Excerpt provided:
· · ·

Key Discussion Points

Steve explains that restaurants are difficult because they require a great brand, great product, great experience, and an extraordinary hospitality model working together consistently.

He describes restaurants as cultural gathering places, saying the best ones connect people, communities, and memories far beyond the food itself.

Steve shares the origin of &pizza: he wanted to recreate the mom-and-pop pizza shop experience for the modern consumer, using pizza as a conduit for community and belonging.

He recalls moving to New York City at 21 as a college dropout, living in a one-bedroom apartment with four other guys, and entering food and beverage just to support himself.

Steve explains how opening a tequila taqueria bar during the financial crisis shaped one of his core principles: premium and approachable can coexist.

He breaks down his approach to risk through three categories: known knowns, known unknowns, and unknown unknowns, arguing that founders need to quantify risk instead of letting fear stop them.

Steve says ideas are common, but execution is rare, and what makes him dangerous is his ability to take an idea and actually operate it into reality.

He shares how COVID became one of his hardest entrepreneurial moments, with lenders calling about $47 million while revenue collapsed to zero and he was financing payroll.

· · ·

Listed entries:

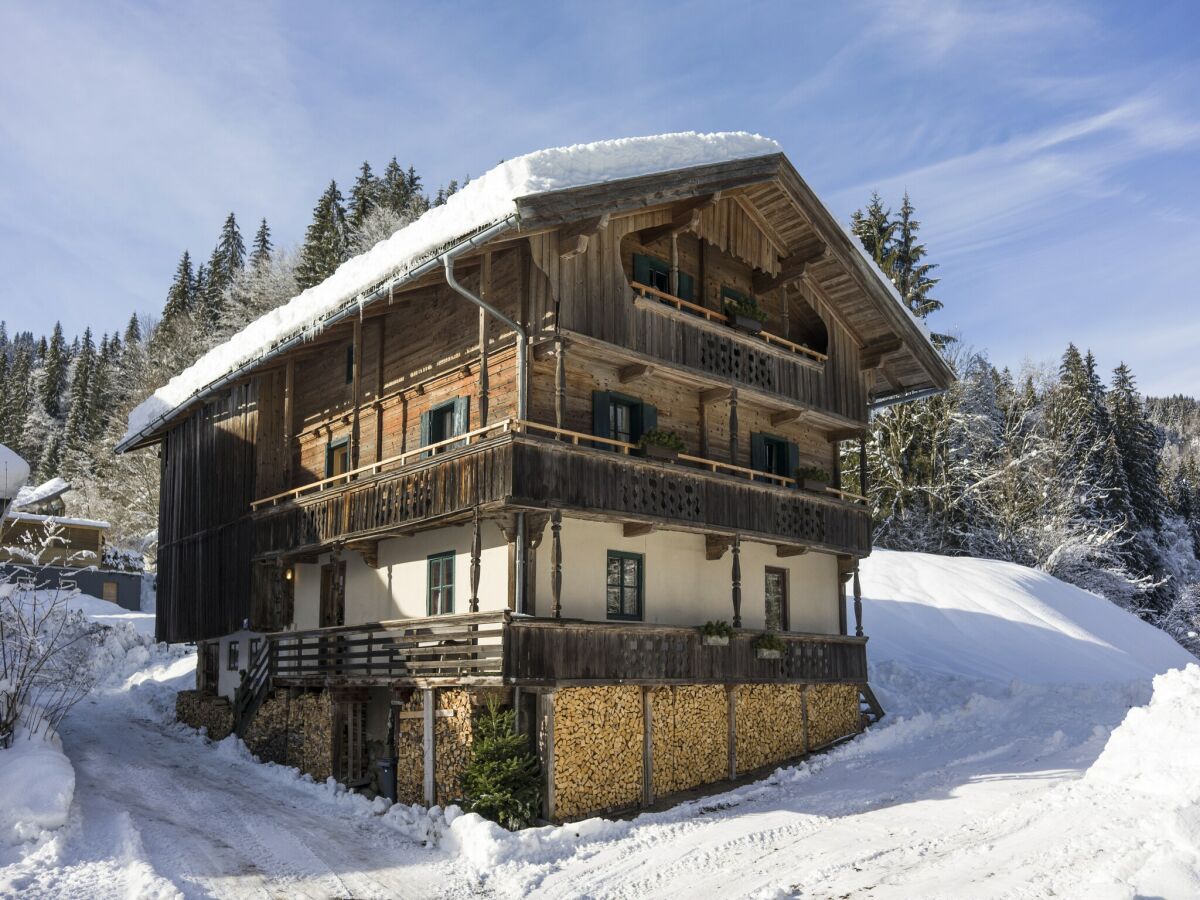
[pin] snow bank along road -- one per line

· · ·

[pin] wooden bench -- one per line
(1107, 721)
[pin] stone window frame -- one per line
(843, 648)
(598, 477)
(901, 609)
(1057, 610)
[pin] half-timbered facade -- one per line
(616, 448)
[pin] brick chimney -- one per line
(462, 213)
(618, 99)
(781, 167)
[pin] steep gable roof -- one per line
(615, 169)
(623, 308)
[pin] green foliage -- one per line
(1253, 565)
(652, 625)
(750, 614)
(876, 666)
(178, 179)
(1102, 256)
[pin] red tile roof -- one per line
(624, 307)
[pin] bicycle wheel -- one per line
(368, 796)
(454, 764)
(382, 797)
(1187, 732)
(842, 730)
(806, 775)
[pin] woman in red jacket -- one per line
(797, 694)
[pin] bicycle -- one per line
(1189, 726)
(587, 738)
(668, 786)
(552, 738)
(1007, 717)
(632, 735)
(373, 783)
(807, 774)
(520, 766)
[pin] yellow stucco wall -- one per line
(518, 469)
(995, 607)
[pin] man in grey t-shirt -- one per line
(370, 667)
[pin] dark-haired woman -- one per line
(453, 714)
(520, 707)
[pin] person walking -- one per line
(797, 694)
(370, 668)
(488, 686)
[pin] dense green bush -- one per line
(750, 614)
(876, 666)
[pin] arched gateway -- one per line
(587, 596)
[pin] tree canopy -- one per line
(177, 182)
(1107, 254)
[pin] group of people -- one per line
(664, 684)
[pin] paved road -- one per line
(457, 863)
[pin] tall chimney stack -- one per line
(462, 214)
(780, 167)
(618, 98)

· · ·

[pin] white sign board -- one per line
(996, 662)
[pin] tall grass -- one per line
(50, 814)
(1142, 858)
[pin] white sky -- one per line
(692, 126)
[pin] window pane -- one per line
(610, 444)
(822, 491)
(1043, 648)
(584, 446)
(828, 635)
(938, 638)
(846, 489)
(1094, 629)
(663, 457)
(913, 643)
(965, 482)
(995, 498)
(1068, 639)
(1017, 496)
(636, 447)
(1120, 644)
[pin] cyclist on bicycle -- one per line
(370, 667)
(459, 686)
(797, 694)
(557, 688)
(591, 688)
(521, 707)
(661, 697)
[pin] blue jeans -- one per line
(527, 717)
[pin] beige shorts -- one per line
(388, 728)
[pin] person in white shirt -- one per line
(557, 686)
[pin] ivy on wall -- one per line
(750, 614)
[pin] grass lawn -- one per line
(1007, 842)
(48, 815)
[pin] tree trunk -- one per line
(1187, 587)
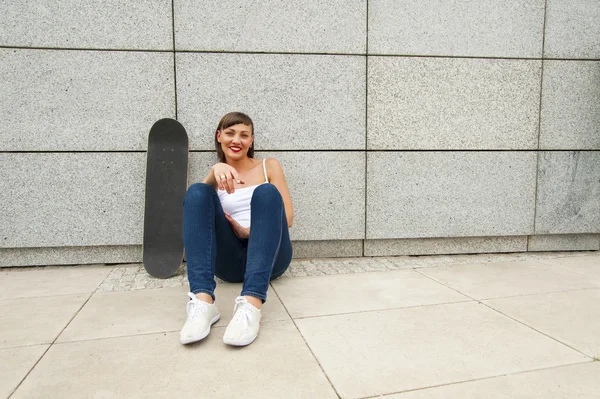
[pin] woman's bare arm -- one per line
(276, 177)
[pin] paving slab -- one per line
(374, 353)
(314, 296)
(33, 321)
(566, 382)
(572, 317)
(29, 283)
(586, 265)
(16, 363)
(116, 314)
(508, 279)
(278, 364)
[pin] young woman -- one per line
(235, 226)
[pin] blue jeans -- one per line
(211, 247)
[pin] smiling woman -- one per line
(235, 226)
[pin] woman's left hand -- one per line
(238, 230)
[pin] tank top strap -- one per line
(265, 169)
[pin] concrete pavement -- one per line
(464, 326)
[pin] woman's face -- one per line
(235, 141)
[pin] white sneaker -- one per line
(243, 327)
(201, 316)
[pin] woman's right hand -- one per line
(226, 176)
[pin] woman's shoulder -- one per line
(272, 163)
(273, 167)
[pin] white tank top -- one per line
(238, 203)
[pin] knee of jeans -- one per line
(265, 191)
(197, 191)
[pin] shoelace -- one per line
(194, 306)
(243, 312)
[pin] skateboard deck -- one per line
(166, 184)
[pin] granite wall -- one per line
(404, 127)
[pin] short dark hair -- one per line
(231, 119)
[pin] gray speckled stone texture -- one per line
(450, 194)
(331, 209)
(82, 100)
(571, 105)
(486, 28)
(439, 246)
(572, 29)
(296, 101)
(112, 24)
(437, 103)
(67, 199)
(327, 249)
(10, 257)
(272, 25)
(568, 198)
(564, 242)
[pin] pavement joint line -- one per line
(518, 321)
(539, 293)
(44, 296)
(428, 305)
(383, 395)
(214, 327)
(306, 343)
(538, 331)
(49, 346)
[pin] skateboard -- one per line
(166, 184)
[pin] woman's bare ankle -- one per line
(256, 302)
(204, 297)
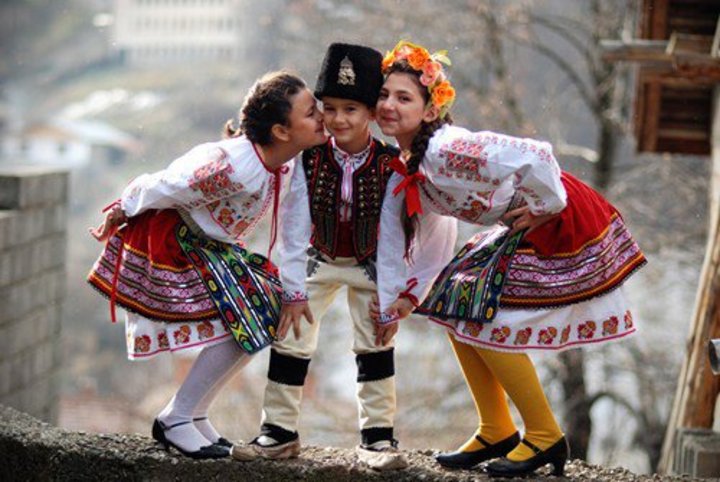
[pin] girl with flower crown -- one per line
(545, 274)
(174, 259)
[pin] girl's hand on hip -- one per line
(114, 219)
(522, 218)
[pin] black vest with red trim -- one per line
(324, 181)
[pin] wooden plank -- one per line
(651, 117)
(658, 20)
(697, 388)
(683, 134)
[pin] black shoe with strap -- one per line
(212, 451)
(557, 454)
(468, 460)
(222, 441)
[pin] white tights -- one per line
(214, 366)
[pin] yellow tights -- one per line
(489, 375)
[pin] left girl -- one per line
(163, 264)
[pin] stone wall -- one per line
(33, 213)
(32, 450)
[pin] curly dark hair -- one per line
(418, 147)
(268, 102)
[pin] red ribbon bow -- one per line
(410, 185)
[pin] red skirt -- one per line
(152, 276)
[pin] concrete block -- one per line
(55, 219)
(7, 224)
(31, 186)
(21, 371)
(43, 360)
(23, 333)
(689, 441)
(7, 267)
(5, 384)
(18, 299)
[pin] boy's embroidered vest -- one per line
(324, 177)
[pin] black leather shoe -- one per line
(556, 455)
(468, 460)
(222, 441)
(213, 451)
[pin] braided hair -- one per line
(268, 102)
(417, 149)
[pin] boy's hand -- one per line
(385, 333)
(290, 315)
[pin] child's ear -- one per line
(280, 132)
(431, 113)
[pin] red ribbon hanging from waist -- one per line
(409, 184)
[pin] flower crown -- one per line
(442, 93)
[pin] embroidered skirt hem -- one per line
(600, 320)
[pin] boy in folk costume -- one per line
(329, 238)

· · ·

Problems to work on:
- 1) According to the key discussion points about Steve, at what age did he move to New York City?
- 2) Extract the stretch from "Steve explains how" through "fear stop them." in the key discussion points about Steve.
- 3) Continue the key discussion points about Steve from where they stop.
The material is separate from the key discussion points about Steve.

Results of the tasks:
- 1) He moved to New York City at 21.

- 2)
Steve explains how opening a tequila taqueria bar during the financial crisis shaped one of his core principles: premium and approachable can coexist.

He breaks down his approach to risk through three categories: known knowns, known unknowns, and unknown unknowns, arguing that founders need to quantify risk instead of letting fear stop them.

- 3)
Steve explains why endurance is the most important attribute in business, because when you are going through hell, the only option is to keep moving one day at a time.

He reflects on being an underdog from New Hampshire, growing up lower middle income, watching his father lose his business in 2008, and having to fight for everything he built.

Takeaways

Restaurants are not just food businesses; they are emotional, cultural, and community-driven experiences that must earn attention every day.

Risk is not something to avoid blindly. Steve’s framework is to quantify what can be known, prepare for what might happen, and accept that some unknowns are just life.

The difference between dreamers and operators is execution. Plenty of people have ideas, but few people can turn those ideas into scalable companies.

Premium does not have to mean inaccessible. Steve’s hospitality philosophy is built around delivering extraordinary experiences through premium and approachability.

Endurance beats hype, timing, and even talent when the business gets hard, because founders have to survive long enough for the wins to compound.

Closing Thoughts

Steve Salis’ story is the founder playbook for turning pressure into vision and vision into execution. He built through financial crisis, scaled through category disruption, survived COVID, and kept pushing into what he calls his second act. This episode is a reminder that the restaurant business is brutal, but for the right founder, it can become a platform for culture, community, and legacy-defining brands.